— TASK GOAL —
Return every line of the data below exactly, but do not include the images.
□ □ □ □
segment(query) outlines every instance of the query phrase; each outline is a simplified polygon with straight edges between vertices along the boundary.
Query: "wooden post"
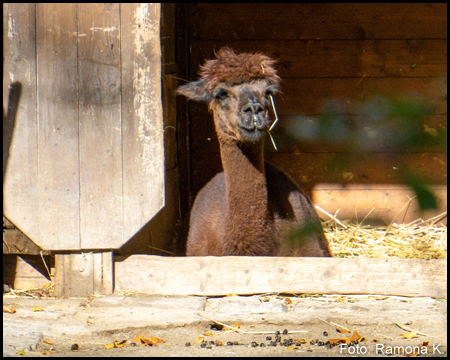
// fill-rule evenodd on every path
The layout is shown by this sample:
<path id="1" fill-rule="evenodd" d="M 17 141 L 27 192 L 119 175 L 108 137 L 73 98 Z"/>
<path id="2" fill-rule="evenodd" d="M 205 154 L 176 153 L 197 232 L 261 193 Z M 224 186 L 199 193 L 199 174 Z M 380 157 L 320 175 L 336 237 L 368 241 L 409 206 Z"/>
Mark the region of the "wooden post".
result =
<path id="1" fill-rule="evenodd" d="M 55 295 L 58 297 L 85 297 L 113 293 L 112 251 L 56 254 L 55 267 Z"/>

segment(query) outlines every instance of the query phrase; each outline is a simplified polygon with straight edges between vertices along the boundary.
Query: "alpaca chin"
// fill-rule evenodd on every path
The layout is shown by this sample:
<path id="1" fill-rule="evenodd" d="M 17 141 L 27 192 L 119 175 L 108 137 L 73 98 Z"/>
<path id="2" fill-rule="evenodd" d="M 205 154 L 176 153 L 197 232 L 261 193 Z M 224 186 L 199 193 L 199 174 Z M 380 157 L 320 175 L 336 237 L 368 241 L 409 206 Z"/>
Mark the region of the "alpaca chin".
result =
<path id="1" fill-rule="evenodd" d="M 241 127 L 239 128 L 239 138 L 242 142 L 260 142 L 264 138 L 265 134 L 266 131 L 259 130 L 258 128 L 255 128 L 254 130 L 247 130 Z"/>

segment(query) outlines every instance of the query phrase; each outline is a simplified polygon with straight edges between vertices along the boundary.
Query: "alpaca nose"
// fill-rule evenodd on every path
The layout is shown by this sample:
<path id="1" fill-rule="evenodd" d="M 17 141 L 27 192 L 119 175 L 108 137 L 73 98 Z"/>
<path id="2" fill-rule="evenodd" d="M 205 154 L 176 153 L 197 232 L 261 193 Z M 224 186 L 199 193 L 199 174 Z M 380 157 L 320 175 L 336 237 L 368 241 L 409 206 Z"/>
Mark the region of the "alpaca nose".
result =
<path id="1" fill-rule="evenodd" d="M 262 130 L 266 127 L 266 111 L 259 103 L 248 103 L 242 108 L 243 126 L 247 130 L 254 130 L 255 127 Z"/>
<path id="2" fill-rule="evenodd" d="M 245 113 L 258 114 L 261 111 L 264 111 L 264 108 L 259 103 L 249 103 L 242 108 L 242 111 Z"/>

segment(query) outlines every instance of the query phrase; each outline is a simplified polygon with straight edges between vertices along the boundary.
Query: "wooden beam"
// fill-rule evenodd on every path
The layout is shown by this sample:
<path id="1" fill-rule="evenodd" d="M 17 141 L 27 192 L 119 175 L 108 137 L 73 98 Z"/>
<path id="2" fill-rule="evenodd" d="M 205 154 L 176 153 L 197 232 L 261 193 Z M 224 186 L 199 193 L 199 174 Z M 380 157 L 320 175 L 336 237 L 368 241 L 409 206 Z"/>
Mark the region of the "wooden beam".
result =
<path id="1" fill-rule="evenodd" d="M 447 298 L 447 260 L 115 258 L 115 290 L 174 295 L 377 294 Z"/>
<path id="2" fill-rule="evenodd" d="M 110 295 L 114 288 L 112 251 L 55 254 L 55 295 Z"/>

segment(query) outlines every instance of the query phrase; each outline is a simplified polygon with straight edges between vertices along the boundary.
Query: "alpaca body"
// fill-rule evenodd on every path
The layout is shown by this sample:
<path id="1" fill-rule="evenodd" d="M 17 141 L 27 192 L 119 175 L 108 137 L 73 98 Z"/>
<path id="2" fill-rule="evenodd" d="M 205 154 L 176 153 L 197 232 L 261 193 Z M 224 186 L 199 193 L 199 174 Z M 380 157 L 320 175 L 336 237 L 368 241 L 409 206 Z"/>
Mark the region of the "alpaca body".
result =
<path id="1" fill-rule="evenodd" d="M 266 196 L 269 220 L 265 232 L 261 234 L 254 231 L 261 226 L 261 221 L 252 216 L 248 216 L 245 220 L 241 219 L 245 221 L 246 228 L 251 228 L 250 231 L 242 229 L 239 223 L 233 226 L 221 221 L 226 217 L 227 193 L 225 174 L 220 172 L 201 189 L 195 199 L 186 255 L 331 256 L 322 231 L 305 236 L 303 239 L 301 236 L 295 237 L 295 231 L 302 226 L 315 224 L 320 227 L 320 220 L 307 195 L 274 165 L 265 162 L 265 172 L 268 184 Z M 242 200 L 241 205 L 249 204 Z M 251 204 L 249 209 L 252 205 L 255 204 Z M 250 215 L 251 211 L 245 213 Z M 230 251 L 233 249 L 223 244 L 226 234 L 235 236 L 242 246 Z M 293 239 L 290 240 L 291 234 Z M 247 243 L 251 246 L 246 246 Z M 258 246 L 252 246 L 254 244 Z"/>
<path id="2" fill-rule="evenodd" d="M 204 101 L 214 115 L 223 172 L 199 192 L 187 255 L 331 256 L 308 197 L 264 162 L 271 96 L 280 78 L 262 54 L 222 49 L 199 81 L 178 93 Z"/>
□ □ □ □
— ANSWER TO THIS TASK —
segment(query) outlines every instance of the query phrase; each outline is a simplified polygon with straight edges between vertices along the boundary.
Query: "wooden post"
// fill-rule evenodd on every path
The layout is shown by this sample:
<path id="1" fill-rule="evenodd" d="M 17 141 L 27 192 L 119 175 L 108 137 L 73 98 Z"/>
<path id="2" fill-rule="evenodd" d="M 205 154 L 176 153 L 197 232 L 261 193 Z M 224 186 L 199 193 L 199 174 Z M 380 157 L 320 175 L 336 237 L 368 241 L 409 206 Z"/>
Mark the region of the "wooden post".
result =
<path id="1" fill-rule="evenodd" d="M 55 295 L 58 297 L 85 297 L 113 293 L 112 251 L 56 254 L 55 267 Z"/>

segment(query) outlines every instance of the query phrase; each outline is a simplified polygon with straight edges between vertices along the boundary.
Query: "alpaca chin"
// fill-rule evenodd on every path
The layout is shown by this sample:
<path id="1" fill-rule="evenodd" d="M 17 141 L 27 192 L 119 175 L 108 137 L 73 98 Z"/>
<path id="2" fill-rule="evenodd" d="M 205 154 L 176 153 L 197 232 L 261 193 Z M 224 186 L 199 193 L 199 174 Z M 380 157 L 320 175 L 336 237 L 368 241 L 409 206 Z"/>
Mark the region of the "alpaca chin".
result =
<path id="1" fill-rule="evenodd" d="M 241 127 L 239 128 L 239 138 L 242 142 L 260 142 L 264 138 L 265 134 L 266 131 L 259 130 L 258 128 L 255 128 L 254 130 L 247 130 Z"/>

segment(query) outlines every instance of the query phrase; each outline is a simplified polygon with straight edges between vertices along the boundary.
Query: "alpaca nose"
// fill-rule evenodd on every path
The layout is shown by this sample:
<path id="1" fill-rule="evenodd" d="M 17 141 L 27 192 L 119 175 L 108 137 L 73 98 Z"/>
<path id="2" fill-rule="evenodd" d="M 205 154 L 176 153 L 197 232 L 261 193 Z M 224 186 L 199 193 L 199 174 Z M 380 157 L 320 175 L 336 237 L 368 241 L 409 206 Z"/>
Mark the region of the "alpaca nose".
result =
<path id="1" fill-rule="evenodd" d="M 262 130 L 266 127 L 266 111 L 259 103 L 248 103 L 242 108 L 243 126 L 247 130 L 254 130 L 255 127 Z"/>
<path id="2" fill-rule="evenodd" d="M 245 113 L 258 114 L 261 111 L 264 111 L 264 108 L 259 103 L 249 103 L 242 108 L 242 111 Z"/>

segment(query) outlines every instance of the query phrase; each outline is a simplified polygon with straight edges between vertices along the boundary.
Query: "wooden beam"
// fill-rule evenodd on every path
The layout is shown by this sample:
<path id="1" fill-rule="evenodd" d="M 17 141 L 27 192 L 119 175 L 108 137 L 73 98 Z"/>
<path id="2" fill-rule="evenodd" d="M 205 154 L 176 153 L 197 232 L 261 193 Z M 224 186 L 199 193 L 199 174 Z M 380 157 L 320 175 L 336 237 L 368 241 L 409 206 Z"/>
Mark the region of the "wooden beam".
result =
<path id="1" fill-rule="evenodd" d="M 447 298 L 447 260 L 115 258 L 115 290 L 174 295 L 377 294 Z"/>
<path id="2" fill-rule="evenodd" d="M 110 295 L 114 288 L 112 251 L 55 254 L 55 295 Z"/>

segment(query) outlines every instance of the query phrase; each outline is a simplified polygon with straight edges between vertices along the boundary.
Query: "alpaca body"
// fill-rule evenodd on every path
The layout is shown by this sample:
<path id="1" fill-rule="evenodd" d="M 17 141 L 27 192 L 119 175 L 108 137 L 73 98 Z"/>
<path id="2" fill-rule="evenodd" d="M 205 154 L 176 153 L 197 232 L 261 193 Z M 224 186 L 199 193 L 199 174 Z M 380 157 L 320 175 L 336 237 L 368 241 L 409 206 Z"/>
Mark the region of the "alpaca body".
result =
<path id="1" fill-rule="evenodd" d="M 266 196 L 269 220 L 265 232 L 261 234 L 254 231 L 261 226 L 261 221 L 252 216 L 248 216 L 245 220 L 241 219 L 245 221 L 246 228 L 251 228 L 250 231 L 242 229 L 239 223 L 233 226 L 221 221 L 226 217 L 227 193 L 225 174 L 220 172 L 201 189 L 195 199 L 186 255 L 331 256 L 322 231 L 305 236 L 303 239 L 301 236 L 295 237 L 295 231 L 302 226 L 315 224 L 320 227 L 320 220 L 307 195 L 274 165 L 265 162 L 265 172 L 268 184 Z M 242 200 L 241 205 L 249 204 Z M 251 204 L 249 209 L 252 205 L 255 204 Z M 250 215 L 251 211 L 245 213 Z M 230 251 L 233 249 L 223 244 L 226 234 L 235 236 L 242 246 Z M 293 239 L 290 240 L 291 234 Z M 247 243 L 251 246 L 246 246 Z M 258 246 L 252 246 L 254 244 Z"/>
<path id="2" fill-rule="evenodd" d="M 204 101 L 214 115 L 223 172 L 199 192 L 187 255 L 331 256 L 308 197 L 264 162 L 271 96 L 280 78 L 262 54 L 222 49 L 199 81 L 178 93 Z"/>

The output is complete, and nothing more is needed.